▶ Exercise description
Switch every "exercise" to "activity" in the part of the listing that begins at the line containing "In this exercise you will indicate the gravel" and stops after the line containing "[(570, 220)]". Return only those lines, with everything else in them unchanged.

▶ Provided information
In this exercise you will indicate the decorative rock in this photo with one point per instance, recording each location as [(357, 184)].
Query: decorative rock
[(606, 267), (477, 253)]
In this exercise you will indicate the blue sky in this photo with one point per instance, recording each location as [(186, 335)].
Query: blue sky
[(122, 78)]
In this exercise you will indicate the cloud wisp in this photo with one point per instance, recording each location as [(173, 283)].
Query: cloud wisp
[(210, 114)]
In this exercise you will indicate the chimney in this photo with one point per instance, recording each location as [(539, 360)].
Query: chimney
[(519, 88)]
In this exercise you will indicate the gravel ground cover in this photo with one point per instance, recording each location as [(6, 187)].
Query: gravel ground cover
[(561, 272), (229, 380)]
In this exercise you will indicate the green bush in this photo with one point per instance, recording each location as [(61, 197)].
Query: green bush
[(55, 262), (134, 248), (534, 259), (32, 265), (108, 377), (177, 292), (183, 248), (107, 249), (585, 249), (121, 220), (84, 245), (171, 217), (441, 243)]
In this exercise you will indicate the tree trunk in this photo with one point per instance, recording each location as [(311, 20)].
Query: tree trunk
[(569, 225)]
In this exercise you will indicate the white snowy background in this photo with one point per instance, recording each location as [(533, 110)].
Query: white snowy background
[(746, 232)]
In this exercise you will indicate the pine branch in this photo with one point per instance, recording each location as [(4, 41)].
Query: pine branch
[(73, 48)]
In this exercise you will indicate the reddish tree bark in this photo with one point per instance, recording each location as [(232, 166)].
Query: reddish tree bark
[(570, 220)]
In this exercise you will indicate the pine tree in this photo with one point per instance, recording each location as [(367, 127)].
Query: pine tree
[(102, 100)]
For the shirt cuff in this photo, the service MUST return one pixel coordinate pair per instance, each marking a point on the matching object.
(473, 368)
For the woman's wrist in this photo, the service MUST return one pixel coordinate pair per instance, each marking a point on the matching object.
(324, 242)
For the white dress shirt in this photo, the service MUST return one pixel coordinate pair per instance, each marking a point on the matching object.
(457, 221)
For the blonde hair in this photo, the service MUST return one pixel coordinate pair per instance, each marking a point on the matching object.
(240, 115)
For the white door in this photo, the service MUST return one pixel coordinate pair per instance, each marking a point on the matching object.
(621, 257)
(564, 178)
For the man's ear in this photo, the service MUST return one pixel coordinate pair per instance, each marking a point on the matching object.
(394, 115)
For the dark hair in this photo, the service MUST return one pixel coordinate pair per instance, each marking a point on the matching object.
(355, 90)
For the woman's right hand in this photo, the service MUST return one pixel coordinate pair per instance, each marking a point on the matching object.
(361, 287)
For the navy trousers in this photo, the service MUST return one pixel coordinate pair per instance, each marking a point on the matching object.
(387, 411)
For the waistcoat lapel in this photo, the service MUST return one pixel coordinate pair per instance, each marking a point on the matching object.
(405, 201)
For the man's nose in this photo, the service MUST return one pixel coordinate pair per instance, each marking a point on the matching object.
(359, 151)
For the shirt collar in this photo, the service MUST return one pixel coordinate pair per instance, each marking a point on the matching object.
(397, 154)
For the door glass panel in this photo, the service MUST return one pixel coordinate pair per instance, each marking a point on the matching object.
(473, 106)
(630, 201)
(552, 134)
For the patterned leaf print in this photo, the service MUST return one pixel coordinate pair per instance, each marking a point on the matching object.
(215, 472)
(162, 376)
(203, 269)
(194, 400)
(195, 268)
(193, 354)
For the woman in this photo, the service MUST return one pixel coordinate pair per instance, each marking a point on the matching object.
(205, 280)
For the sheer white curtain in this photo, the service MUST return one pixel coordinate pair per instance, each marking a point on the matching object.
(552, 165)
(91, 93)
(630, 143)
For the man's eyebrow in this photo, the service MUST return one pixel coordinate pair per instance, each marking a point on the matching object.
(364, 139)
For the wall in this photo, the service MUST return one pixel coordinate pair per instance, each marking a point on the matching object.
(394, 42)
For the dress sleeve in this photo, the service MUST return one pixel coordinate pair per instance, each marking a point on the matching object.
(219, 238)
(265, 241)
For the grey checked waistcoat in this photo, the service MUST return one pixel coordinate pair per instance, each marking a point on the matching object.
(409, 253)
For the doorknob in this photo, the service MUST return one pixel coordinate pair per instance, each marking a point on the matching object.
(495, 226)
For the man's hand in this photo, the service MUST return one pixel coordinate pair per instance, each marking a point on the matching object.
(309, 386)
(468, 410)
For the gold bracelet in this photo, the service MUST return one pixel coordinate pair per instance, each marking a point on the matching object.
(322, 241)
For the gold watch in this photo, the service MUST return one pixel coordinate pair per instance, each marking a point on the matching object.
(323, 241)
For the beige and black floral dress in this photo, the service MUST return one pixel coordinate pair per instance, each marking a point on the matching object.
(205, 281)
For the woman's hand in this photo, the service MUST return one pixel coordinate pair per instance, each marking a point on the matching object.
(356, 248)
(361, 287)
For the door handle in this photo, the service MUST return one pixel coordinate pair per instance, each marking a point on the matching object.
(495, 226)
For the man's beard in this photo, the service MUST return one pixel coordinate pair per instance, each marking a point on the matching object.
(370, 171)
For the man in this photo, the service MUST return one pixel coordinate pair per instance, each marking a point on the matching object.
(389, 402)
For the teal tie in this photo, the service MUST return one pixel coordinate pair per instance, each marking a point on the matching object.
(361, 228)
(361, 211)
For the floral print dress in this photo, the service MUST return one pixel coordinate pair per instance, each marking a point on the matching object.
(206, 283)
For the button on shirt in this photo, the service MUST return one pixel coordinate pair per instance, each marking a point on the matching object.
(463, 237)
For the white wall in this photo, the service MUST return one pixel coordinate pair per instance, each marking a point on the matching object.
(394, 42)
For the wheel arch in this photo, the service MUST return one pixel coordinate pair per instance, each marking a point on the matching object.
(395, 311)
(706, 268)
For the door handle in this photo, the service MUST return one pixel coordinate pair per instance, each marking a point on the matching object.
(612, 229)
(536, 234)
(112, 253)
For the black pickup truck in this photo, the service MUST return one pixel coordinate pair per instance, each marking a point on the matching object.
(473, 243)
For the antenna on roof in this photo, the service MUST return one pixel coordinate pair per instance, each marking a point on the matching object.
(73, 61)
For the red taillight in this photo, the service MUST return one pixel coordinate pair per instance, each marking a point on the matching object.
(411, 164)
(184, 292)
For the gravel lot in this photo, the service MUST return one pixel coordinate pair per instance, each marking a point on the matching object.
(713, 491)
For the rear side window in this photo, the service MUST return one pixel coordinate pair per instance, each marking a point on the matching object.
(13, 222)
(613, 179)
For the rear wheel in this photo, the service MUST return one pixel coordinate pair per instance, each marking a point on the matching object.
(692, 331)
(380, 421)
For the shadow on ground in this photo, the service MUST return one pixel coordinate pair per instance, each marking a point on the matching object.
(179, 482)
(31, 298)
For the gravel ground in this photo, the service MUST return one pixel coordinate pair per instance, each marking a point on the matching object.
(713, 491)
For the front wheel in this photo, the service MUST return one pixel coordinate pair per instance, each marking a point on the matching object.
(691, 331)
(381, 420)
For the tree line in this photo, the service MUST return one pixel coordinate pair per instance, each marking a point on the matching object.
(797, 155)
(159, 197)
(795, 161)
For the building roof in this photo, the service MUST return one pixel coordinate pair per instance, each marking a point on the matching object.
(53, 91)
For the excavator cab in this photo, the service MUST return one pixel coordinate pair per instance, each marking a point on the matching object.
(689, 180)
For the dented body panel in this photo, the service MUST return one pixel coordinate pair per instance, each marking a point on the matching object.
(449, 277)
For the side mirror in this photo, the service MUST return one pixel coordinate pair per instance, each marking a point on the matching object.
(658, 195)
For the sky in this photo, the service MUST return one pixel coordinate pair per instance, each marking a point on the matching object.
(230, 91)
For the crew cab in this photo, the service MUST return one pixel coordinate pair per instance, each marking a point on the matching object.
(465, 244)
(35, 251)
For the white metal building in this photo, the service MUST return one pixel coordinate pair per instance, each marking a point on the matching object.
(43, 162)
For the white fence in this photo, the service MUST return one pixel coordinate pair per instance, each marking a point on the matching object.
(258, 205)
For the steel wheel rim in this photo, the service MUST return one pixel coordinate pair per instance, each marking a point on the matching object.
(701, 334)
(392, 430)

▶ Finished exercise
In this activity you will indicate the gravel ground cover in this photo with one point per instance, recording each location as [(6, 187)].
Query: gravel ground cover
[(561, 272), (229, 380)]
In this activity you will indicate the green bush in this photo with one point per instance, recording each location as [(61, 197)].
Query: green bush
[(55, 262), (134, 248), (534, 259), (32, 265), (108, 377), (177, 292), (183, 248), (107, 249), (585, 249), (121, 220), (84, 245), (171, 217), (441, 243)]
In this activity you will indicate the tree trunk in this photo with one point per instance, recording each location as [(311, 20)].
Query: tree trunk
[(569, 225)]
In this activity you will indicate the white snowy background in this photo with one point per instance, recording each location as [(533, 110)].
Query: white snowy background
[(746, 232)]
In this activity you will indicate the pine branch in this photo with one point per instance, recording each location as [(4, 41)].
Query: pine branch
[(73, 48)]
In this activity you will indicate the reddish tree bark in this photo with one point per instance, recording each location as [(232, 166)].
Query: reddish tree bark
[(570, 220)]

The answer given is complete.